#### TASK MATERIAL:
☆ ☆ ☆ ☆

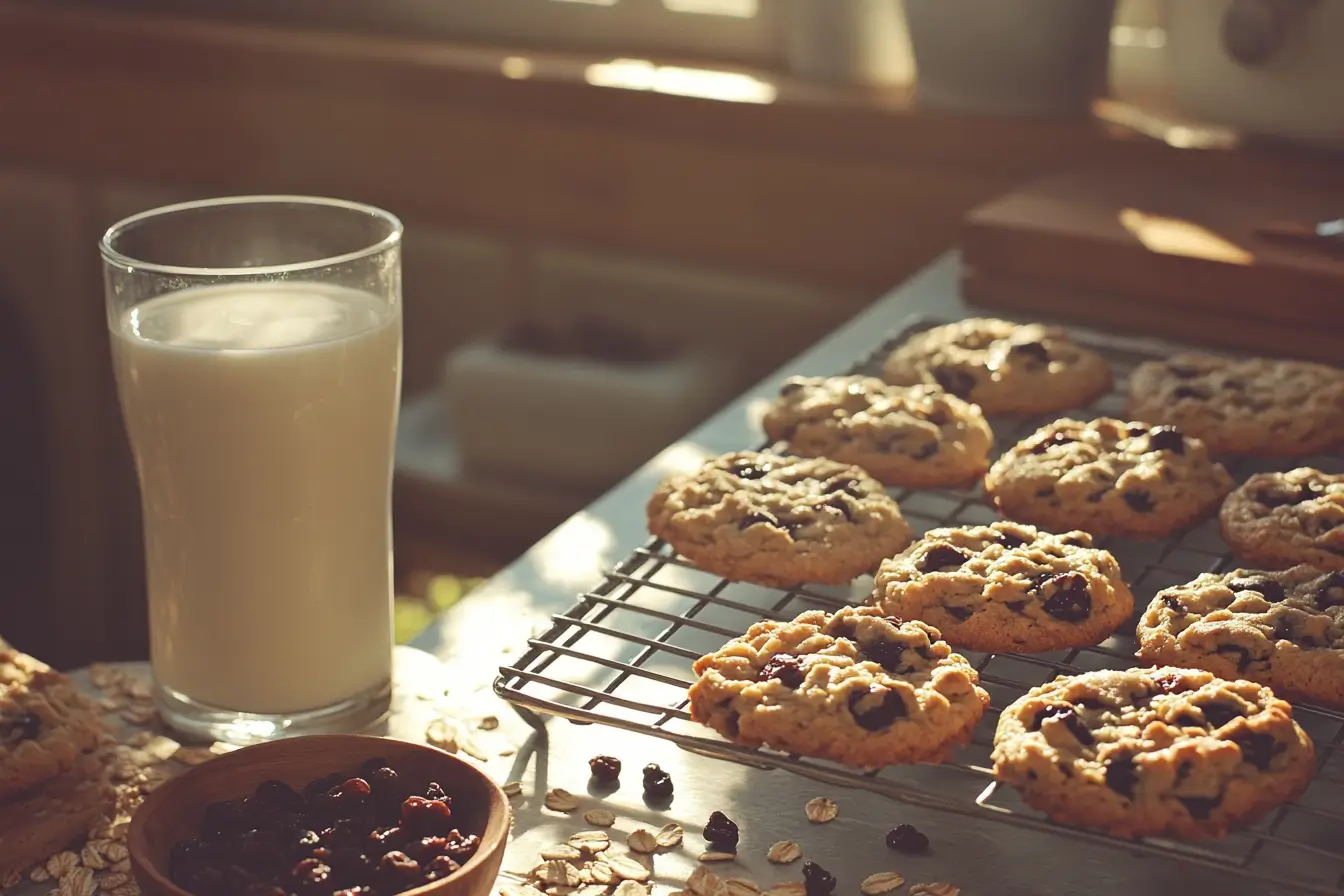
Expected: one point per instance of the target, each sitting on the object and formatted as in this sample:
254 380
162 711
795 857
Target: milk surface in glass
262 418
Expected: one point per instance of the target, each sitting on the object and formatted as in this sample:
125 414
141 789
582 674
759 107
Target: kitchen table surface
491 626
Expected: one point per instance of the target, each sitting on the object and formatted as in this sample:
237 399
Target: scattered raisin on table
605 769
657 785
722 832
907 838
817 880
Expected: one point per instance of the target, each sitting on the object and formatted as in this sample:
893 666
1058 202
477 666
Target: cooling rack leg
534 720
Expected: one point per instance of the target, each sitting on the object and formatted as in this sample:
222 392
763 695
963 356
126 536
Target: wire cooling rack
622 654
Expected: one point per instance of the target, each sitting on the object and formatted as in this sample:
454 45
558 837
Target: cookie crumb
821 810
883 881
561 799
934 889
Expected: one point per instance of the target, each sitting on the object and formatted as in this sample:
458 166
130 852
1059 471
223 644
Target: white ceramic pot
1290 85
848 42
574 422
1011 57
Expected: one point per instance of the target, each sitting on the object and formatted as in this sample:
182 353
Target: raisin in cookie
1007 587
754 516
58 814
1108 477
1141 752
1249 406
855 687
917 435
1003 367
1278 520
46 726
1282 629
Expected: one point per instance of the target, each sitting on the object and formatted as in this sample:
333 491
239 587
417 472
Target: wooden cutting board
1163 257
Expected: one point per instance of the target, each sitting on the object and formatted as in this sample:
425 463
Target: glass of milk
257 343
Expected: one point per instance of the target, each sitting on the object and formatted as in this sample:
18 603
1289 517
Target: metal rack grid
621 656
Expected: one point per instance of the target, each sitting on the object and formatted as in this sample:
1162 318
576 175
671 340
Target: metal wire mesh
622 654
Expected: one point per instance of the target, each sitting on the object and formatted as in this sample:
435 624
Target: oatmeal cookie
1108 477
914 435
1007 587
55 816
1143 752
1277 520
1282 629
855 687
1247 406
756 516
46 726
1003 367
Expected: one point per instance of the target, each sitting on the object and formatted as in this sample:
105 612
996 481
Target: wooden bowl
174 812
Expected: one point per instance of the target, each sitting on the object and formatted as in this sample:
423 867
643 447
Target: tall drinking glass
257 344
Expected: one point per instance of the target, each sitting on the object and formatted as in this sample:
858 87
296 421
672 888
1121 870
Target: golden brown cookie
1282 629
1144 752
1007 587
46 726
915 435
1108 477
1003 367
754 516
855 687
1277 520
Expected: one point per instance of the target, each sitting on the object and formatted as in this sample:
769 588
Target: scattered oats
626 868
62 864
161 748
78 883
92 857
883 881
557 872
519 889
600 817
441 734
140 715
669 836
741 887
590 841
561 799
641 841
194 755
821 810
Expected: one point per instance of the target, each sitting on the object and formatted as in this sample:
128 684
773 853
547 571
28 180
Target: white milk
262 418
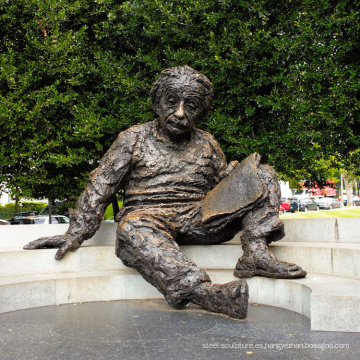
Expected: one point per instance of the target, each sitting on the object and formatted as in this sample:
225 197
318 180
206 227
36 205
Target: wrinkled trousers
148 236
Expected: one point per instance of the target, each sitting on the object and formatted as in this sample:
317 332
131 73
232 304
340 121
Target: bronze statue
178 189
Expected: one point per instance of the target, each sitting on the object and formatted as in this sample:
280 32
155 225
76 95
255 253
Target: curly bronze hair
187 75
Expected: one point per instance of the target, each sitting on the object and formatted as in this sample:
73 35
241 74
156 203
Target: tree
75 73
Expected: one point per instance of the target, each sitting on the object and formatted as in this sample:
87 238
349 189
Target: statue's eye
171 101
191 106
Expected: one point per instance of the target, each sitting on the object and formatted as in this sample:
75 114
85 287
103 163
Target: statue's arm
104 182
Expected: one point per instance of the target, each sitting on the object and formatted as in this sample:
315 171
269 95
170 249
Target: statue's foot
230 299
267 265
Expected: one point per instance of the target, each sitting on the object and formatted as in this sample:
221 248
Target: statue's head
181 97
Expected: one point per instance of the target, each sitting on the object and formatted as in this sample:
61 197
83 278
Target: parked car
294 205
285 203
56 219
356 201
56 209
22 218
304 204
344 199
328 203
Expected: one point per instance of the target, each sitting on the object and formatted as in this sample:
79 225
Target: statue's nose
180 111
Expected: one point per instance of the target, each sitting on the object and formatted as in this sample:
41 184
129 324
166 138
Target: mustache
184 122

☆ ☆ ☆ ☆

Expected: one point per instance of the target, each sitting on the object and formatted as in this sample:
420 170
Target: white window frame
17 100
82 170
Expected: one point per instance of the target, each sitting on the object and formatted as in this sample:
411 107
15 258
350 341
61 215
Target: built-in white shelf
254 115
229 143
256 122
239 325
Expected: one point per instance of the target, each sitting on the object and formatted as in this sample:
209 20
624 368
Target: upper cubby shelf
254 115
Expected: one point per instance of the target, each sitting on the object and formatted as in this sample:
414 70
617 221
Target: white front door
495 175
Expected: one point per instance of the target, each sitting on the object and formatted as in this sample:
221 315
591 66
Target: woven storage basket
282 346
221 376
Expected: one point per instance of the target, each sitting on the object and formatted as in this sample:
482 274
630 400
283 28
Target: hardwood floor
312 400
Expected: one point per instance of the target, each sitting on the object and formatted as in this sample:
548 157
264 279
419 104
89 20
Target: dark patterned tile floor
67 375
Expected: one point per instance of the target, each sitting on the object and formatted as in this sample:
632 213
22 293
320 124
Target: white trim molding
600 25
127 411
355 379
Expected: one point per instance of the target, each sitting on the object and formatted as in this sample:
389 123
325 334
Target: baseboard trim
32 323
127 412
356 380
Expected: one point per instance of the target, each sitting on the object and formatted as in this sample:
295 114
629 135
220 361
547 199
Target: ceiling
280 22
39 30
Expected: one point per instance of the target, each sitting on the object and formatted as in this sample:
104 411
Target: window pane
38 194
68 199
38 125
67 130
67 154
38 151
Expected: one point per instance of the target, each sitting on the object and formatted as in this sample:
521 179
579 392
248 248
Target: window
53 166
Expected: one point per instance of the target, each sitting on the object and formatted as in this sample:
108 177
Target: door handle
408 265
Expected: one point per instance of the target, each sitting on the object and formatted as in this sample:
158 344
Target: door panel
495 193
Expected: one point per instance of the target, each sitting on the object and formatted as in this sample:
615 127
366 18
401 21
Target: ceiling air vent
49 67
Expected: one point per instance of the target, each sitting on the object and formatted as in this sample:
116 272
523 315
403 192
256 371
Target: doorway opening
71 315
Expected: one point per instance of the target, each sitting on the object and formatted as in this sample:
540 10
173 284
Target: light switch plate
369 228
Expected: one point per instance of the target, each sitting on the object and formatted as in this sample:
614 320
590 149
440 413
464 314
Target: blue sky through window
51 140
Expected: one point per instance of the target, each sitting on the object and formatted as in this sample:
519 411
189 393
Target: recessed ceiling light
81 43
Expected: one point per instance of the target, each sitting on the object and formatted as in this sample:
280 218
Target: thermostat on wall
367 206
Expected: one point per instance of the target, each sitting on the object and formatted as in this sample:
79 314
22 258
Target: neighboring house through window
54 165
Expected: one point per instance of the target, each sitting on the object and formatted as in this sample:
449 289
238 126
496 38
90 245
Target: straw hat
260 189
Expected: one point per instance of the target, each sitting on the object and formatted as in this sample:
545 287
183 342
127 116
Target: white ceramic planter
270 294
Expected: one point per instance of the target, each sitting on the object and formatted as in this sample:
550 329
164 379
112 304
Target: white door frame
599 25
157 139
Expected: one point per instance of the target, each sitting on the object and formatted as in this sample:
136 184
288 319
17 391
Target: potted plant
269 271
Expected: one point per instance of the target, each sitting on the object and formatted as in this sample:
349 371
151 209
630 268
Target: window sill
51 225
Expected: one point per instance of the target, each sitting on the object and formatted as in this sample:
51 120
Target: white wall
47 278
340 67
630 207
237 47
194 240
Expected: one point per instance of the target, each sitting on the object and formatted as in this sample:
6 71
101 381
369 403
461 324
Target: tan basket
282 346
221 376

☆ ☆ ☆ ☆

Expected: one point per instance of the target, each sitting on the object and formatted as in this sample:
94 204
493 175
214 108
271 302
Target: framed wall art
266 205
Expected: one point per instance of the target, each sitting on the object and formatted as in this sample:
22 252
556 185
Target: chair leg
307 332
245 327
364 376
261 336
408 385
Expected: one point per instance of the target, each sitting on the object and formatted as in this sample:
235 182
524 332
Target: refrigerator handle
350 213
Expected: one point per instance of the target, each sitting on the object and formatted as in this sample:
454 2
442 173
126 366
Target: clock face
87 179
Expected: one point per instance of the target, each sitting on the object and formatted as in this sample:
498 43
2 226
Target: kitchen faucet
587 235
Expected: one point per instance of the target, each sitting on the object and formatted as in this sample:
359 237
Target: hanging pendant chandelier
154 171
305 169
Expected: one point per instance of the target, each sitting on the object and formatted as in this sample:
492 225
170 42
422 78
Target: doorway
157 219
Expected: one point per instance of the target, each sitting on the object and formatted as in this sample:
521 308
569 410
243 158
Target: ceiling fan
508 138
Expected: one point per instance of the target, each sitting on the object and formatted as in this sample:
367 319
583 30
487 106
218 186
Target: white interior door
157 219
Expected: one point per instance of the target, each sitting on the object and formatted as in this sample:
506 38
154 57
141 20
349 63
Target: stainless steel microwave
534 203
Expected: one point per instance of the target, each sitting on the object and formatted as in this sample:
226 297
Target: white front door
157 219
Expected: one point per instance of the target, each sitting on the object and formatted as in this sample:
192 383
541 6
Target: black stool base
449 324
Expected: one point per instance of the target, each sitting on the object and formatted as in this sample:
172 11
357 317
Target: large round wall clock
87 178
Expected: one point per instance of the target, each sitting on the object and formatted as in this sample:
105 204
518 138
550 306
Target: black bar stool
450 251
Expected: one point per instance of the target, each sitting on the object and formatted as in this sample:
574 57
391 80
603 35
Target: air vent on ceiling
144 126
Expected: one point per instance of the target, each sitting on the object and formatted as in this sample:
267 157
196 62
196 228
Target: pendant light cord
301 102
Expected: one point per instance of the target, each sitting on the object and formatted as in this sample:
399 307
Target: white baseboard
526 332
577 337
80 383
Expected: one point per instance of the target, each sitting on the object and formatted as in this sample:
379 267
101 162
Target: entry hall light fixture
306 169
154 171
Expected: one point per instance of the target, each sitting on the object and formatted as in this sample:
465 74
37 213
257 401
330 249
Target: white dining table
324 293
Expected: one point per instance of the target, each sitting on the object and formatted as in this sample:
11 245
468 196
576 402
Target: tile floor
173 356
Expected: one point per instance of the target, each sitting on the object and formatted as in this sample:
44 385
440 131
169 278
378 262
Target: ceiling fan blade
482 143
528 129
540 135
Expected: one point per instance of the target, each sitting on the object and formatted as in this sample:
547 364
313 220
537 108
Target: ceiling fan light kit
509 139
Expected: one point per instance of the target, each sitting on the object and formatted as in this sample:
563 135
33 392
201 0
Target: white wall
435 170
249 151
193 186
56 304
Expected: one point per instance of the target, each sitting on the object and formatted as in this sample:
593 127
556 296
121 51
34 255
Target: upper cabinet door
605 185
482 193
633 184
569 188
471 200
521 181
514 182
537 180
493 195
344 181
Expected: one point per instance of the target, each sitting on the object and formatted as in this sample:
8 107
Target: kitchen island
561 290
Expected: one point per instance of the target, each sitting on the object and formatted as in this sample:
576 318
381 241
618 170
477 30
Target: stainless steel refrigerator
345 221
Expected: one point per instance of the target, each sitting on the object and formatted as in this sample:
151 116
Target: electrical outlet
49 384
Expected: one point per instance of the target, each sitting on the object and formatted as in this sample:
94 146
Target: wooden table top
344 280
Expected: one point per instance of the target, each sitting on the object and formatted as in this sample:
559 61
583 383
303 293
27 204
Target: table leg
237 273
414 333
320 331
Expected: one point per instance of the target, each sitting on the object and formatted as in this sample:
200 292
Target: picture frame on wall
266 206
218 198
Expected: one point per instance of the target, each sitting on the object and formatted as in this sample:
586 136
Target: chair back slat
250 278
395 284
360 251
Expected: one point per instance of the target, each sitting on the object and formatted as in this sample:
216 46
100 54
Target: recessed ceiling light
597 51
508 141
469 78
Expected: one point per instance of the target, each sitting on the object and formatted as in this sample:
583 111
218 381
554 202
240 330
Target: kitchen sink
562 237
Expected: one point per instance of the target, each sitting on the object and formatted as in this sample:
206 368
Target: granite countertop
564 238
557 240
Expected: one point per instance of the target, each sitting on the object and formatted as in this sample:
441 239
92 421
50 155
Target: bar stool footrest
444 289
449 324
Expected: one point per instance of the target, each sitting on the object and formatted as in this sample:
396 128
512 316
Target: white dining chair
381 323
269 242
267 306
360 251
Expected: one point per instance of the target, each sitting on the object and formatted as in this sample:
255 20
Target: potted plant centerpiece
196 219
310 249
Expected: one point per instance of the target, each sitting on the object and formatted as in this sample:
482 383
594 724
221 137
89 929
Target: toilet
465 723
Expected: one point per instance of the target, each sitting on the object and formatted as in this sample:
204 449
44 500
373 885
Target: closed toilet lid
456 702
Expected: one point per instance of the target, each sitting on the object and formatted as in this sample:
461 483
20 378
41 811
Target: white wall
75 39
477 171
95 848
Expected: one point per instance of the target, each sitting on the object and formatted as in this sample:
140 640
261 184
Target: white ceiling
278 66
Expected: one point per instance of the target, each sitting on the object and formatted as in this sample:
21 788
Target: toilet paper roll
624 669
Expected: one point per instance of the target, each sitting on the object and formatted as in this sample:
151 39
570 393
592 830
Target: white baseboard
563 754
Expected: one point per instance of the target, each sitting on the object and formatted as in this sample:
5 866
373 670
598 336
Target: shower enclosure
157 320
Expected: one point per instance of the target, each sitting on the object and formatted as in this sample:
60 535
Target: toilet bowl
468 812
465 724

☆ ☆ ☆ ☆

Filter the material above down to the lines that contain the string "trim", and copy each of those lines unchanged.

#### WRITTEN ANSWER:
Target: white trim molding
Target: baseboard trim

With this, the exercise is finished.